Apr 11, 2016 at 1:48 AM | Unregistered Commenteresmiff

Frank, they have all denied responsibility for predicting anything. This is apparent when failed predictions pass their 'sell-by' date, and nothing has happened in accordance with the predictions.

If I have missed out on a more recent instruction stating that climate scientists should now accept responsibility for their failed predictions, I must have missed it, but I don't normally get access to climate science instructions, or their admissions of blame, or failure.

Apr 11, 2016 at 3:07 AM | Unregistered Commentergolf charlie

Pielke Jr spent a long time looking at how we met differentiate skill from chance, using football scores* as the subject matter.

What I took from it is that given the narrow range of possible global temperatures and knowledge of how they changed in the past, computer climate models aren't really predicting anything. They aren't doing much more than guessing. Like the previous astronomy example, the laws of physics involved are completely valid, but the complexity of the system defeats any attempt to apply them skillfully.

* He ran an experiment with a number of his blog participants to predict the final positions of English premier league teams. The winner was moi, yes, little old me. LOL !

At this point I had very little skill in predicting the outcomes of those games. No more than the average octopus, anyway.

Apr 11, 2016 at 3:10 AM | Unregistered Commenteresmiff

@Frank: the emissivity of Earth's atmosphere is very near unity**. This is by definition: self-absorption IR Physics means that spectral temperature for each band is set by the emitting species being space filling at that altitude/temperature. All you need to prove this is a simple differential equation borrowed from analytical spectroscopy.

The planet self controls because as CO2 IR to space falls, H2O IR increases. The cloud system separates surface temperature from OLR control. It's all so easy once you realise clouds are a dependent variable of the thermodynamic system, acting to keep net surface IR warming/cooling of the atmosphere at zero, also minimising radiation entropy production rate, as required by the 2nd Law of thermodynamics for an open thermodynamic system.

**The only doubt is the Atmosphere Window IR from the surface, which could be 0.97 emissivity. PS, Cess 1976 was and remains absolutely wrong because his claims imply >50% more atmospheric heating than reality. Later in 1976, the GISS modellers put out a paper backing up Cess, but it included 'negative convection' to offset the imaginary extra energy. That was scientific fraud; 'negative convection' does not exist. 24 years later, Hansen admitted this to an AIP interviewer; all of this is fully documented. I feel very sorry of those who have not realised that a simple energy balance destroys IPCC/GISS Climate Alchemy, but any professional should have checked this basic issue.

Apr 11, 2016 at 3:18 AM | Unregistered CommenterNCC 1701E

NTZ explained the above that @NCC_1701E mentioned

Apr 11, 2016 at 8:32 AM | Registered Commenterstewgreen

Models, schmodels!

• _Stated problem a_
Reproduce only the entries starting at the first line and ending at the line containing "526 0 541 176", keeping every request as is but shifting each bounding-box coordinate in the answers up by 102.

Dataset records
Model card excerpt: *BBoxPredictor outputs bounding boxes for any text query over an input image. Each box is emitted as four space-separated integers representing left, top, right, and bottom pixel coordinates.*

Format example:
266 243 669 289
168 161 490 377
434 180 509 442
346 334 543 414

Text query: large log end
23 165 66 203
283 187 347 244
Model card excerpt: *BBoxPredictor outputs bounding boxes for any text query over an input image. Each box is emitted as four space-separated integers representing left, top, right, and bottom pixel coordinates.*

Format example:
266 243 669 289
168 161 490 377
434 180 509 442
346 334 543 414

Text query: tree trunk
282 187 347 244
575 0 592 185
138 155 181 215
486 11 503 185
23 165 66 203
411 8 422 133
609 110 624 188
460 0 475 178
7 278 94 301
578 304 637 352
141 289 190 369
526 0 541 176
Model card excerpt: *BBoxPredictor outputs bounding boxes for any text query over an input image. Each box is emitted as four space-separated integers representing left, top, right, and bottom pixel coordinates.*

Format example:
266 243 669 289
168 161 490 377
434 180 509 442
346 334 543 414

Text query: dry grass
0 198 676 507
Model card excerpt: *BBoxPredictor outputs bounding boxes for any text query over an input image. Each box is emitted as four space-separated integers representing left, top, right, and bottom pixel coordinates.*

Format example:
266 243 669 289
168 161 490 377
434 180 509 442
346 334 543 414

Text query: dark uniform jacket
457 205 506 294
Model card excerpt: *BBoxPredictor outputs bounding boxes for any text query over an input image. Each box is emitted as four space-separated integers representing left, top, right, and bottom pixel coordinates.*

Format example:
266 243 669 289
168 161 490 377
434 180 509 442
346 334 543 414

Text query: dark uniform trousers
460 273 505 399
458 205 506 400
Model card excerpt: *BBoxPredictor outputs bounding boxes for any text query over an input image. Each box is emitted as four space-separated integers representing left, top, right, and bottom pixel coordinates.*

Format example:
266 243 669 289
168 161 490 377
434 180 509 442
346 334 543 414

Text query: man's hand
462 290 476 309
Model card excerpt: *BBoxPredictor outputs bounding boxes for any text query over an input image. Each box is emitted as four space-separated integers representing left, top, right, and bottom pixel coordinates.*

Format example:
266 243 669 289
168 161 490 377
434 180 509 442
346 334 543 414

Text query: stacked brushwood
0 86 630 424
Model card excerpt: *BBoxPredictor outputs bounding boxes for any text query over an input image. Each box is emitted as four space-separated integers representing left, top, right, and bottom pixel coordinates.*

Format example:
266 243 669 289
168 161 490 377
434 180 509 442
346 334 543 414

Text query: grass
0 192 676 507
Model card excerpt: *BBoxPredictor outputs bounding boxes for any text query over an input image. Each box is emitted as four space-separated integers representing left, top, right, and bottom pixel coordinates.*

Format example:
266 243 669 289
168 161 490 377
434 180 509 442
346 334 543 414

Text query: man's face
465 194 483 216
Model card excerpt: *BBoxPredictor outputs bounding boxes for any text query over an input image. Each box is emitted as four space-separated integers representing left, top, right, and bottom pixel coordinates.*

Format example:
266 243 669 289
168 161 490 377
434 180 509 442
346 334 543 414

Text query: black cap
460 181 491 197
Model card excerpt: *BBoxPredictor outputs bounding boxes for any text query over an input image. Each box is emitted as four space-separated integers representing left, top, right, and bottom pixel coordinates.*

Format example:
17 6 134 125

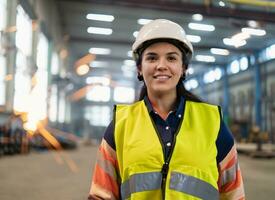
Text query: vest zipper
147 99 185 200
150 116 183 200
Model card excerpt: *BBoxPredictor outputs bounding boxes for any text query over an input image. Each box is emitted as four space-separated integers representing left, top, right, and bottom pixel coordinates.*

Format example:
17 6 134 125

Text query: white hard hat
132 19 193 63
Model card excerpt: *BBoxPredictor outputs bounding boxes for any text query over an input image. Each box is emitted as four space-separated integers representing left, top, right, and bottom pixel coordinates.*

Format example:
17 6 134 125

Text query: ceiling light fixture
127 51 133 58
186 35 201 43
219 1 225 7
231 32 250 41
87 27 113 35
89 48 111 55
137 19 152 25
196 55 216 62
242 28 266 36
210 48 229 56
133 31 138 37
247 20 259 28
76 64 90 76
86 13 115 22
223 38 246 48
188 23 215 31
192 14 203 21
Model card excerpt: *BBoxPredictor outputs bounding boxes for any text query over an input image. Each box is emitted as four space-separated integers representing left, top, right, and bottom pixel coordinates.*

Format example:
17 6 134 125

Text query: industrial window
114 87 135 103
86 85 111 102
0 56 6 105
14 5 32 112
0 0 7 105
49 84 58 122
85 106 111 126
51 52 59 75
58 91 66 123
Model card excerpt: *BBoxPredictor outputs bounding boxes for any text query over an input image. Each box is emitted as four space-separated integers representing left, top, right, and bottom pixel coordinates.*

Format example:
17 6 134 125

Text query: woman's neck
148 90 177 120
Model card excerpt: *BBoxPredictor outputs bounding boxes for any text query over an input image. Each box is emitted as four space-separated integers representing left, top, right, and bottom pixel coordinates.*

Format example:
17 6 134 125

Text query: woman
89 19 244 200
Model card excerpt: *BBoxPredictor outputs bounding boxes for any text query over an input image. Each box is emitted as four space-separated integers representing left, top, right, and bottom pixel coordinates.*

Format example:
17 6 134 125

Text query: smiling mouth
153 75 171 80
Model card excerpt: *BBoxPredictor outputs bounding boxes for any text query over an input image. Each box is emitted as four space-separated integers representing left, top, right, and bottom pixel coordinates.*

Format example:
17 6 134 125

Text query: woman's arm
217 122 245 200
88 121 120 200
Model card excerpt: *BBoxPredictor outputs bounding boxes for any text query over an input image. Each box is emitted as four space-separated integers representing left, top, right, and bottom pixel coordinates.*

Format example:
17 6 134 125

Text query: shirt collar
143 95 185 115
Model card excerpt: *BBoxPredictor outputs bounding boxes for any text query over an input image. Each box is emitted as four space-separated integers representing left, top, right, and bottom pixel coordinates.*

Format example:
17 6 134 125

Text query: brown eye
167 56 177 61
145 55 157 61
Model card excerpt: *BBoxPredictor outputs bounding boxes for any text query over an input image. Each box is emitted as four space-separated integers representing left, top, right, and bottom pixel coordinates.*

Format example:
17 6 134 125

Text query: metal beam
57 0 275 23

• _Stated problem b_
Echo the climate-model discussion word for word, starting at "If I have missed" and ending at "apply them skillfully.".

• _Final answer a_
Model card excerpt: *BBoxPredictor outputs bounding boxes for any text query over an input image. Each box is emitted as four space-separated integers representing left, top, right, and bottom pixel coordinates.*

Format example:
266 243 669 289
168 161 490 377
434 180 509 442
346 334 543 414

Text query: large log end
125 267 168 305
385 289 449 346
Model card excerpt: *BBoxPredictor outputs bounding boxes for any text query over an input image. Each box is emitted as four space-separated integers representing left, top, right, and bottom pixel coordinates.*

Format example:
266 243 669 289
168 161 490 377
434 180 509 442
346 334 543 414

Text query: tree trunk
384 289 449 346
677 102 694 287
240 257 283 317
588 113 605 287
125 267 168 305
513 110 524 235
711 212 726 290
562 102 577 280
109 380 196 403
680 406 739 454
243 391 292 471
628 102 643 278

• _Final answer b_
If I have missed out on a more recent instruction stating that climate scientists should now accept responsibility for their failed predictions, I must have missed it, but I don't normally get access to climate science instructions, or their admissions of blame, or failure.

Apr 11, 2016 at 3:07 AM | Unregistered Commentergolf charlie

Pielke Jr spent a long time looking at how we met differentiate skill from chance, using football scores* as the subject matter.

What I took from it is that given the narrow range of possible global temperatures and knowledge of how they changed in the past, computer climate models aren't really predicting anything. They aren't doing much more than guessing. Like the previous astronomy example, the laws of physics involved are completely valid, but the complexity of the system defeats any attempt to apply them skillfully.